» ASSIGNMENT:
Every record below should be written out exactly; pictures stay out.

(PROVIDED RECORDS begins)

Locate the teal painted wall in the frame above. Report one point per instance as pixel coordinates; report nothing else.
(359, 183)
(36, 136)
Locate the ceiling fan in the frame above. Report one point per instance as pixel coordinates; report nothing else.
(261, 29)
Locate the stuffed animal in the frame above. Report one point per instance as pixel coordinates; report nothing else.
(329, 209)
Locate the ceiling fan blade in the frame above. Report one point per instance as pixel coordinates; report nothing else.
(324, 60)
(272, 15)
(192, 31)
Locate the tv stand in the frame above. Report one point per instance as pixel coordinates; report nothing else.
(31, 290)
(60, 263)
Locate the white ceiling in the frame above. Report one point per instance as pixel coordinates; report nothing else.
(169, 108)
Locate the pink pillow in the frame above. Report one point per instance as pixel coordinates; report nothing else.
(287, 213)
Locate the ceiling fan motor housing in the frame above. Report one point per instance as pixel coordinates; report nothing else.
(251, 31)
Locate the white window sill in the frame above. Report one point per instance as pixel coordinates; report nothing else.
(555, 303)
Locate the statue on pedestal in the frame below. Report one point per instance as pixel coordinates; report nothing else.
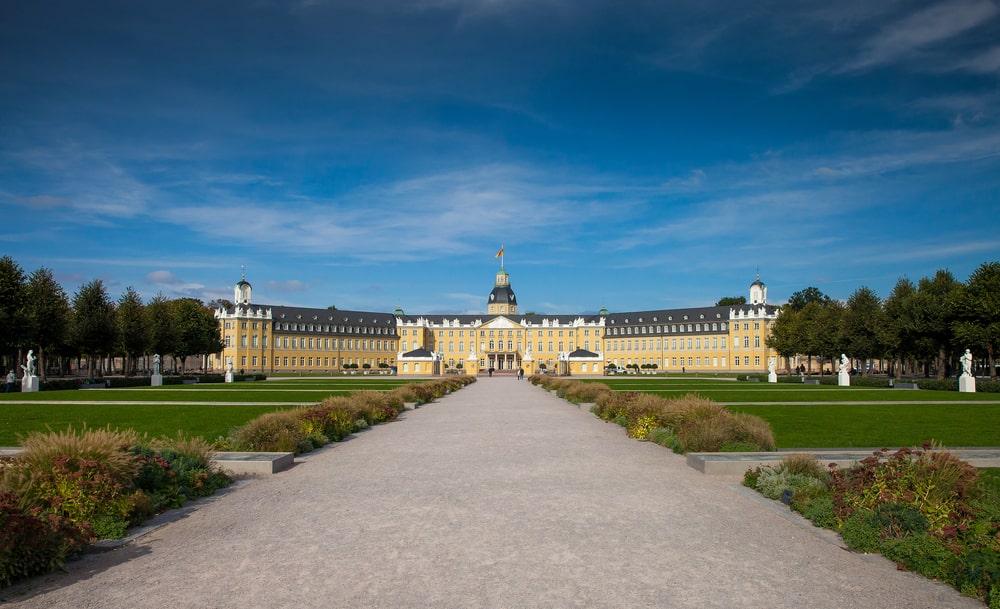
(966, 360)
(29, 364)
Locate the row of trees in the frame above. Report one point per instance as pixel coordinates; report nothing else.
(918, 329)
(36, 313)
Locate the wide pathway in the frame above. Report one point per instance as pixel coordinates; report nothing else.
(498, 496)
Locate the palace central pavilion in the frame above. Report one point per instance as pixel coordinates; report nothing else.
(281, 339)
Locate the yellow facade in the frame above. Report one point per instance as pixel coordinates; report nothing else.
(276, 340)
(713, 339)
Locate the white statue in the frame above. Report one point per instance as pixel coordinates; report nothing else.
(29, 364)
(966, 360)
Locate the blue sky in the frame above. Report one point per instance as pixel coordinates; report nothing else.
(634, 155)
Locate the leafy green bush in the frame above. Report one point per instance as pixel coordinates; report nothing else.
(35, 541)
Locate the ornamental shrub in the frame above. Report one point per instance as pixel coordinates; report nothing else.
(278, 431)
(34, 541)
(934, 482)
(579, 392)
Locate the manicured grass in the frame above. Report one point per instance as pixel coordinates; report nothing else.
(869, 420)
(878, 425)
(216, 408)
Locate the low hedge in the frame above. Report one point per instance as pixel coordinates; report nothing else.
(688, 423)
(301, 430)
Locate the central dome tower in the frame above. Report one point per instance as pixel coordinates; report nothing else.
(502, 300)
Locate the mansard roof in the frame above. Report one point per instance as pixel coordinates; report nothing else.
(421, 352)
(535, 320)
(668, 316)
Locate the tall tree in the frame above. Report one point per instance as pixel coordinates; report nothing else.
(132, 329)
(822, 329)
(159, 320)
(862, 326)
(47, 316)
(977, 313)
(900, 334)
(93, 322)
(197, 329)
(12, 294)
(785, 335)
(933, 312)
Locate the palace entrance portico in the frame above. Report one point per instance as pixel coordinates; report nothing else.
(503, 361)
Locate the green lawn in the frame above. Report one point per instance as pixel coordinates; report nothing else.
(807, 417)
(215, 410)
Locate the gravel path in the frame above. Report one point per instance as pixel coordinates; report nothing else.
(502, 496)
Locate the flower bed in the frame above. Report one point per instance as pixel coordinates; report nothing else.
(923, 508)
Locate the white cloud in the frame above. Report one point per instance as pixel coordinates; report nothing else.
(935, 24)
(163, 277)
(292, 285)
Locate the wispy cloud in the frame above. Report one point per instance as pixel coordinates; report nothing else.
(904, 38)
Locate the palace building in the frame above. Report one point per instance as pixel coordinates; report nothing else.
(280, 339)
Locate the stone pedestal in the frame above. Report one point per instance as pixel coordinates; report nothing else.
(29, 384)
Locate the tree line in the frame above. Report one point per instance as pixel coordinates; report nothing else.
(919, 329)
(37, 314)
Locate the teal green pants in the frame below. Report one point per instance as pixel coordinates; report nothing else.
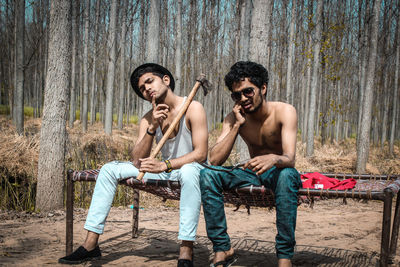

(PROVIDED RECORDS ends)

» COMPLETED TASK:
Locate the teal painted wall in the frame above. Report one point per instance as pixel coordinates; report nothing else.
(359, 183)
(36, 136)
Locate the ceiling fan in the frame above. Report one point per instance as pixel coordinates; report nothing else.
(261, 29)
Locate the stuffed animal in the frame above. Report one point per instance as pixel coordinates; report nothing else.
(329, 209)
Locate the ceiling fan blade in the frame above. Report one point per instance as pixel coordinates; report nothing else.
(324, 60)
(272, 15)
(192, 31)
Locate the tv stand in the frame above. Report one point per instance as pixel coordinates; report nothing else.
(31, 290)
(60, 263)
Locate the white ceiling in the frame above. Report one point per instance as pixel coordinates; report nothing else.
(169, 108)
Locate the pink pillow in the frame above. Report one point per instance as pixel coordinates; report nothing else.
(287, 213)
Locate the ceiling fan motor housing in the frame above. Report one point per instance as pixel coordinates; report nothing else.
(251, 31)
Locate the white window sill in the frame above. Report one point per instance as pixel coordinates; report nothing else.
(555, 303)
Locate the statue on pedestal in the frame below. Report one point per instance as pixel coordinates; report nothing else.
(966, 360)
(29, 364)
Locate the row of trees in the frame above. Report one point per instance as pixel coordinates; report nothing else.
(918, 329)
(36, 313)
Locate the wide pathway in the frame above. Report one point per instance as pixel coordinates; report nothing else.
(498, 496)
Locate the palace central pavilion in the frame above. Report one point per instance as pixel coordinates; report nothing else.
(281, 339)
Locate the yellow facade in the frame above. Report one point per instance as pixel coordinates; report nothing else.
(276, 340)
(713, 339)
Locate the white statue in the frame above. Report one point per instance as pixel coordinates; report nothing else.
(29, 364)
(966, 360)
Locate the blue sky in the frame above. Report one point per instance as pixel coordinates; report nothing else.
(634, 155)
Locate the leafy green bush in the frame above. Report one point per instance as pixel coordinates; report nothing else.
(35, 541)
Locate the ornamental shrub in the frame above. Report one point per instance as pixel coordinates; report nothing else.
(278, 431)
(34, 541)
(934, 482)
(579, 392)
Locate the manicured grass in the frame above. Report one point per instance as pixel coordinates; report nothing else.
(869, 420)
(878, 425)
(216, 408)
Locate the low hedge in the frame above. Report one point per instance as pixel coordinates; report nothing else.
(688, 423)
(301, 430)
Locate the central dome tower in the frame above. Report one point per instance as pixel coordinates; report nothing else.
(502, 300)
Locate the mansard roof in the frame above. Report one point per instance as pixel coordinates; report nothing else.
(421, 352)
(535, 320)
(668, 316)
Locate the tall tree in the frame above. Report one point per instance as pixel coordinates; report nothing else.
(132, 329)
(822, 329)
(159, 320)
(862, 326)
(47, 316)
(977, 313)
(900, 334)
(93, 322)
(197, 329)
(12, 294)
(785, 335)
(933, 312)
Locate the palace entrance portico in the frame above. Report one point per instance as pixel coordinates; report nothing else.
(503, 361)
Locate the green lawn in the frame above. Report one point per instance as pixel coordinates; report nothing else.
(807, 417)
(215, 410)
Locate the gravel path in the frame above. Report one point per instance as pixel coordinates; report nothing else.
(502, 496)
Locate the flower bed in the frame above. Report one point per instance as pixel coordinates; report nothing else.
(923, 508)
Locate the white cloud in the frame above. Report one point per instance as pixel coordinates; report nothing else.
(935, 24)
(163, 277)
(292, 285)
Locate the wispy cloud in the frame above. Report one point per instance as pixel coordinates; report nothing else.
(904, 38)
Locate the palace building in the frame above. Report one point per instance as pixel coordinates; report nothing else.
(280, 339)
Locate the stone pedestal in the frame above. Report one point per instance as pixel coordinates; report nothing else.
(29, 384)
Locate the tree line in the frame above. Report one point per instance as pixel coordinates; report nothing else.
(919, 329)
(37, 314)
Locate the teal green pants in the frame below. Report one point per instance as pixel coordinates; report nothing else.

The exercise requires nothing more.